>> begin
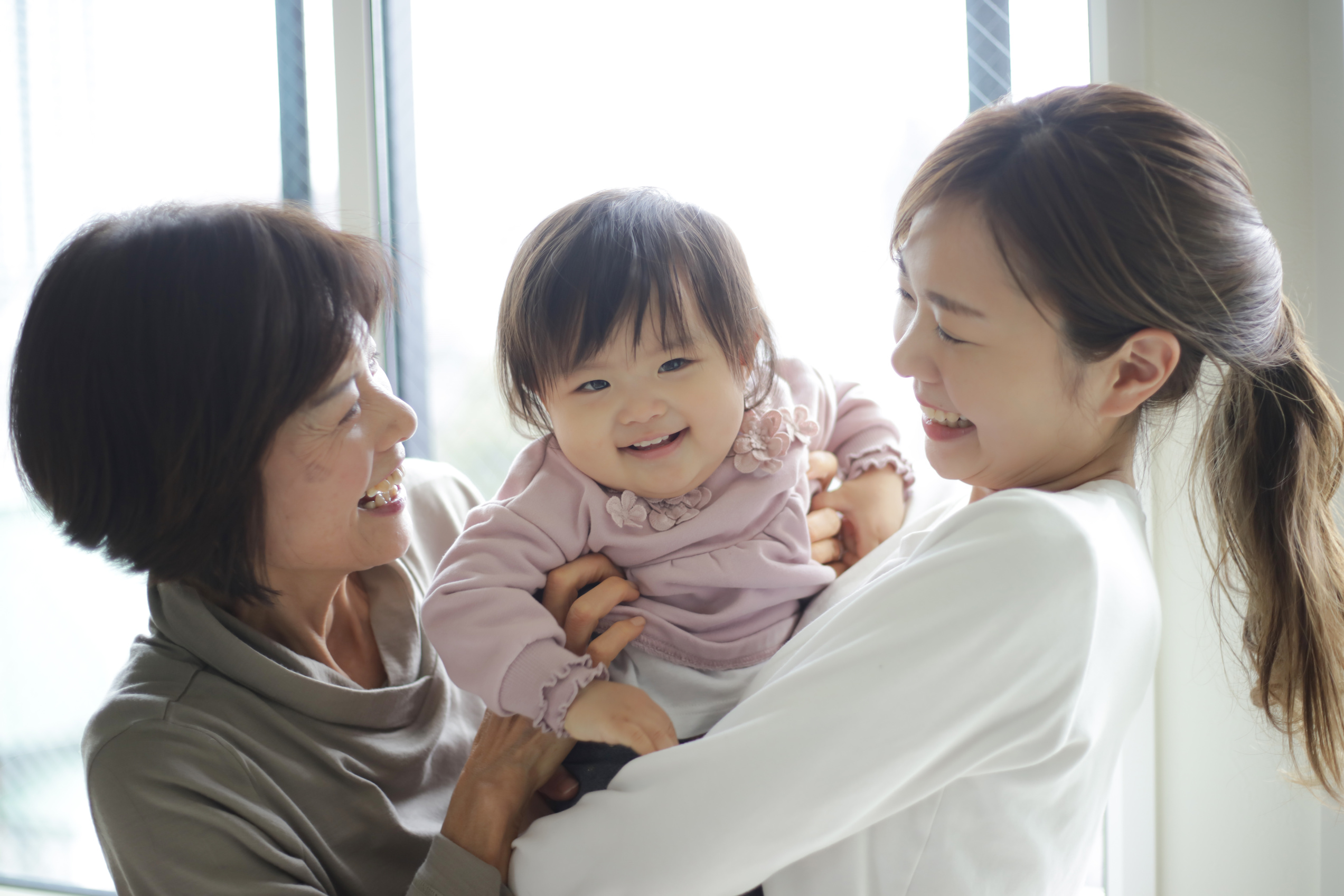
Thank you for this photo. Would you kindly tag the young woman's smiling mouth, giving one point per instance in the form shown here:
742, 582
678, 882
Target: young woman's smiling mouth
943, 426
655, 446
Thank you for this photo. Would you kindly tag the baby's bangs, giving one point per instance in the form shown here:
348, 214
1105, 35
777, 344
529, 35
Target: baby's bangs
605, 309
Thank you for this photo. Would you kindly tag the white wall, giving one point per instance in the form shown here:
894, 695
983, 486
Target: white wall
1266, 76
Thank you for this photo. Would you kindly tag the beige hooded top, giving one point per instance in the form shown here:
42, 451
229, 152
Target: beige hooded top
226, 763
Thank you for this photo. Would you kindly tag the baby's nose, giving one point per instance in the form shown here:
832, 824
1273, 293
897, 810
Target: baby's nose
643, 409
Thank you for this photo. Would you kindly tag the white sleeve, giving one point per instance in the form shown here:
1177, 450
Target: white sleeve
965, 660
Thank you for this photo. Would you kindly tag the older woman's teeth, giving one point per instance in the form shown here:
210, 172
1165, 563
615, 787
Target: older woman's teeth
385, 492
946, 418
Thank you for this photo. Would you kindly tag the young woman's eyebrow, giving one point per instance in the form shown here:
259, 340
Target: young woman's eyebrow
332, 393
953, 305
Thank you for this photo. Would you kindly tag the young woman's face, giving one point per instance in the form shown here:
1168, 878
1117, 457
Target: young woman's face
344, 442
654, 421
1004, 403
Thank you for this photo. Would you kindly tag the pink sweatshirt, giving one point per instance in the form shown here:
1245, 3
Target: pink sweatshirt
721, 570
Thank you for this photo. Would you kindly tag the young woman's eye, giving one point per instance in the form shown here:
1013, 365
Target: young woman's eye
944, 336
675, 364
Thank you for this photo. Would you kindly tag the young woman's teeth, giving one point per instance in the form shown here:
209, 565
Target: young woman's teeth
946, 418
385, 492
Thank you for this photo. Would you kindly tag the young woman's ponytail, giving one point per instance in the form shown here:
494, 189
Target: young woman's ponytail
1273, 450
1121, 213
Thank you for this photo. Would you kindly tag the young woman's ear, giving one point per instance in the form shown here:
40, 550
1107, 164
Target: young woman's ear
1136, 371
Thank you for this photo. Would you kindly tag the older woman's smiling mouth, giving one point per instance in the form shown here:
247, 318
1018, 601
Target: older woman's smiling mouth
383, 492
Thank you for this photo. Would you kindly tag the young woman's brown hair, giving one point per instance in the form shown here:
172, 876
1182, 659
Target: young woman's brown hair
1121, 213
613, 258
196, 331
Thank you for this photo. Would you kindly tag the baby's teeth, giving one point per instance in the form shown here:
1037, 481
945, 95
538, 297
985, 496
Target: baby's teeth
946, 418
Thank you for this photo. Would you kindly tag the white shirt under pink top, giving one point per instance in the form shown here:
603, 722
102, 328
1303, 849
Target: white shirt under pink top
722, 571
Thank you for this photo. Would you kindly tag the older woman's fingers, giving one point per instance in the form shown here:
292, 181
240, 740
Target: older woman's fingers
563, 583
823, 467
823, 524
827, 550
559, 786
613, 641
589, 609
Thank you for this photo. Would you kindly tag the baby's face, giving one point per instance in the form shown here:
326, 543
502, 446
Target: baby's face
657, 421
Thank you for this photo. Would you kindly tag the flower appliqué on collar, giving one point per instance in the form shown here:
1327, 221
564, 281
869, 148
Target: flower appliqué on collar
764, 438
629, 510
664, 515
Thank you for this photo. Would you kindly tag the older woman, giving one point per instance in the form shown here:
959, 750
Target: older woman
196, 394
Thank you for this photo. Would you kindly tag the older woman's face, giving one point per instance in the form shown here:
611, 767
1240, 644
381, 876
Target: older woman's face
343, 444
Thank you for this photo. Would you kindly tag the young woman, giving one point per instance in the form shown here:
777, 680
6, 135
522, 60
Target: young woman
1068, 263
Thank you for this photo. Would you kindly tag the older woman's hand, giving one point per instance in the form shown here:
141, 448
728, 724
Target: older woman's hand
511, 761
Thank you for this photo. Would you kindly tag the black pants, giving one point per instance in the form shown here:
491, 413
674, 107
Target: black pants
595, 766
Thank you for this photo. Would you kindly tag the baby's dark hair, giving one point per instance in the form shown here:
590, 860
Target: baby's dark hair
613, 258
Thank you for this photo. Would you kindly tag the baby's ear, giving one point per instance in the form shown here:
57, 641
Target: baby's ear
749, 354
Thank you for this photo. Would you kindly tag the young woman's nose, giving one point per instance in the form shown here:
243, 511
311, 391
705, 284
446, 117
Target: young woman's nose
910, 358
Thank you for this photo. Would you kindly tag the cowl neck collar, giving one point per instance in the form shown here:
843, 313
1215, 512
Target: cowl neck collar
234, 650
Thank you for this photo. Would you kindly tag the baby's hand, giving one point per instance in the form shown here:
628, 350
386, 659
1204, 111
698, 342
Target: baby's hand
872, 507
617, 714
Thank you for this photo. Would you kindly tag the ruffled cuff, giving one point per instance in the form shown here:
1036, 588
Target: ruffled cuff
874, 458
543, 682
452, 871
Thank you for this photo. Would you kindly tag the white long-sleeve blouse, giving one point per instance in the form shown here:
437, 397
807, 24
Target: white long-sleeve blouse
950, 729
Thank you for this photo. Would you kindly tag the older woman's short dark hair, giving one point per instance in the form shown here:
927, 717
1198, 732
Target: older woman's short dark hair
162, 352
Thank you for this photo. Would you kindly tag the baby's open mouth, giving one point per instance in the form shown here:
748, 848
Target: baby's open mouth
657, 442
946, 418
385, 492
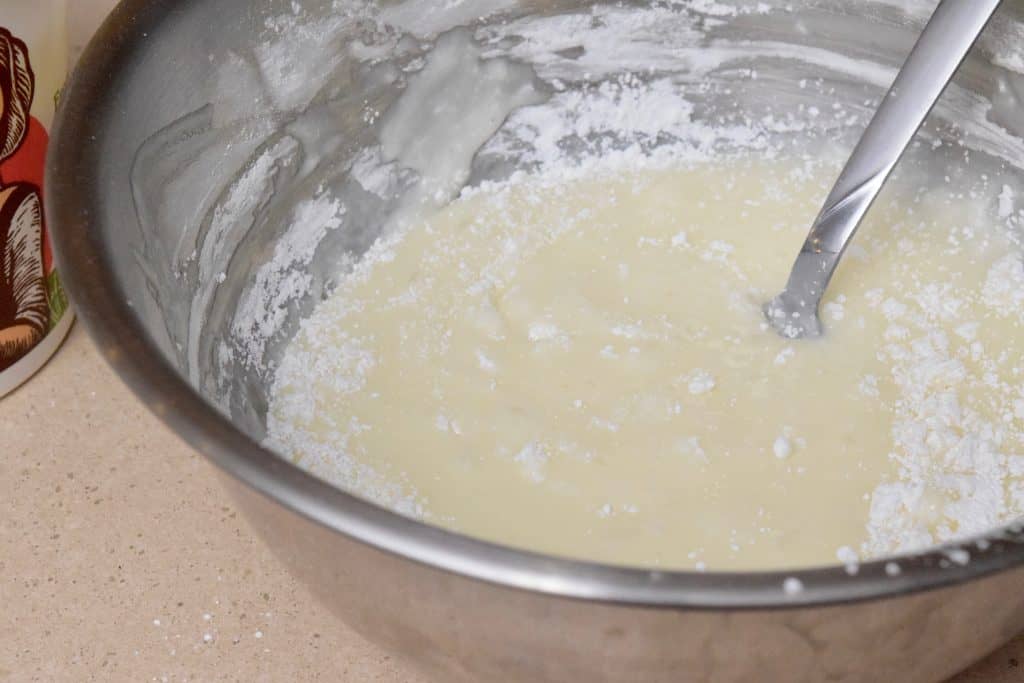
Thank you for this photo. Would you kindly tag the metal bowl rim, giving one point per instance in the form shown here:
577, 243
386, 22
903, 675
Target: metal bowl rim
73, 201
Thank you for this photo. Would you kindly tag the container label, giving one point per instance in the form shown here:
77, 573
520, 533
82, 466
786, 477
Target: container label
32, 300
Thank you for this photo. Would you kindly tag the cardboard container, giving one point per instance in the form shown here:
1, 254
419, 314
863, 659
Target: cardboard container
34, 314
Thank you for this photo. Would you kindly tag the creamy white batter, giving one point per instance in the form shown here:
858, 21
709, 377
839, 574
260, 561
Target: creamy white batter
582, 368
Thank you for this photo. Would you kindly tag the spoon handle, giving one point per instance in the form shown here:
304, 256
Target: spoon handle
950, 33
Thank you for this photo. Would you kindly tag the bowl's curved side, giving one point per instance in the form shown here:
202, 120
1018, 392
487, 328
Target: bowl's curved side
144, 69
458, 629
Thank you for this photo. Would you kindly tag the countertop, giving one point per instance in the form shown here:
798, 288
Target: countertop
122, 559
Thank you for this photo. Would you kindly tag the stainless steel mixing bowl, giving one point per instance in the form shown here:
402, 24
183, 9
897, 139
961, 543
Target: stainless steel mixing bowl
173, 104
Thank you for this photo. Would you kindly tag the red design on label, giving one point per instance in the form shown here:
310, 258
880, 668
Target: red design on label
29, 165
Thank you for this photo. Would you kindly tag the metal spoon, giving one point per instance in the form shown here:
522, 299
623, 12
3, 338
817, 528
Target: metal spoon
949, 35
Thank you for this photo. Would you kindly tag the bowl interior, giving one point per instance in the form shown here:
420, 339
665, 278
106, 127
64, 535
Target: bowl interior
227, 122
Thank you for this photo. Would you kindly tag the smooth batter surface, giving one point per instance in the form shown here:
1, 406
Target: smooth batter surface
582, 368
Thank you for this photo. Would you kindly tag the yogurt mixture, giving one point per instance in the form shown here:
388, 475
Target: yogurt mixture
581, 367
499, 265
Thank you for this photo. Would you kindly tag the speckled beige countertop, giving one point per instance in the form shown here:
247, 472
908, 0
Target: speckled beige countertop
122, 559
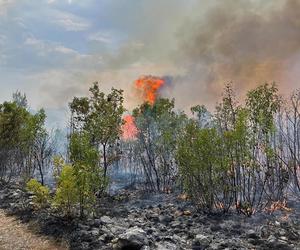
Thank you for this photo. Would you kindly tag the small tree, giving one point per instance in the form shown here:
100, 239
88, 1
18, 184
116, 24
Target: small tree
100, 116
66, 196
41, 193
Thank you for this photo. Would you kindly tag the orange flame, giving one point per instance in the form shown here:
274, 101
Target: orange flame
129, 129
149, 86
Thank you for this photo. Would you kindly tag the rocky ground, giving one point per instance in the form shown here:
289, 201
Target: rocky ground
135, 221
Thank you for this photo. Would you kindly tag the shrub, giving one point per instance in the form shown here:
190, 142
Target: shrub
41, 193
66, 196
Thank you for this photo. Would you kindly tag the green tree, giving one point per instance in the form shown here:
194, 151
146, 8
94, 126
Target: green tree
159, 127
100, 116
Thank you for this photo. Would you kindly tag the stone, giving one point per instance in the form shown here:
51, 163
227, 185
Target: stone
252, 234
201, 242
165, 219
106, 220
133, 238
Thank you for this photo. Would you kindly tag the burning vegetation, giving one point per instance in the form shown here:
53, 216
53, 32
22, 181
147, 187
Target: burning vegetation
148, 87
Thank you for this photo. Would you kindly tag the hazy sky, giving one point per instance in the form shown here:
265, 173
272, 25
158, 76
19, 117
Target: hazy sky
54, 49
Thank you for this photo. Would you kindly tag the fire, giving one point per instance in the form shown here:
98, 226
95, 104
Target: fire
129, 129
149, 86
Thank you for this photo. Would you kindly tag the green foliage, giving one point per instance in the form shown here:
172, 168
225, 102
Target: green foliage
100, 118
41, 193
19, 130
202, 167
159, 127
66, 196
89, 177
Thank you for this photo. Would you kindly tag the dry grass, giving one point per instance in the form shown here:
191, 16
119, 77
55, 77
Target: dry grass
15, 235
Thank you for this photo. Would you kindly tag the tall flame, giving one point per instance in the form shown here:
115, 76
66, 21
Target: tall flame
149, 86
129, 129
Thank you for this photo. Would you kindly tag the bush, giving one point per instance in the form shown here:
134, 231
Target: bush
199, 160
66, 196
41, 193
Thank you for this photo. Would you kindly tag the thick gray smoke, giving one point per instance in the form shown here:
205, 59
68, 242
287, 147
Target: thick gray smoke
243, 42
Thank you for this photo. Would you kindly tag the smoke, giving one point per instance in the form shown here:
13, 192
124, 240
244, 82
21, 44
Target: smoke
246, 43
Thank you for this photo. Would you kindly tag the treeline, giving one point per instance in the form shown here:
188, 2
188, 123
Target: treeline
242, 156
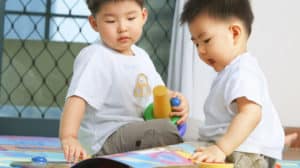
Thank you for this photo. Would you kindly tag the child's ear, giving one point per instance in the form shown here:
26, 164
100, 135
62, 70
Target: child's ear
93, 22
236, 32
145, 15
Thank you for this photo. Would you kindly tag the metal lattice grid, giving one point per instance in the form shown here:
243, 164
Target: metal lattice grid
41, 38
>> end
WORK TO BE COMPLETED:
Reproduce the rows without any changes, from the line containing "the bush, giving" through the end of the rows, and leave the pictures out.

ANSWER:
Thank you for this photo. Would you kindly tag the bush, giving one point per instance in the form shown here:
134, 231
Target: bush
199, 160
66, 196
41, 193
Thank you for this photo. Would you kindly tag the thick gray smoke, giving one point per instance in the form shown here:
205, 59
68, 242
287, 147
Target: thick gray smoke
243, 42
Thank you for this photo. Would you kindly tag the smoke, giving one point per instance in the form shown here:
13, 192
124, 240
244, 82
21, 44
Target: smoke
246, 43
Thank you for this photo. Would you kindly tag the treeline, giving one point per instance in the form shown here:
188, 2
188, 123
Target: treeline
242, 156
Thank you for this photo. Would you kindly tag the child's ear, giving one point per instance in the form shown here:
26, 164
100, 135
62, 70
Target: child's ear
93, 22
236, 32
145, 15
Thank you for this photo. Would you kindly tag the metal lattice grid, giving one point per instance in the form shown here:
243, 164
Target: metal lattice grid
41, 38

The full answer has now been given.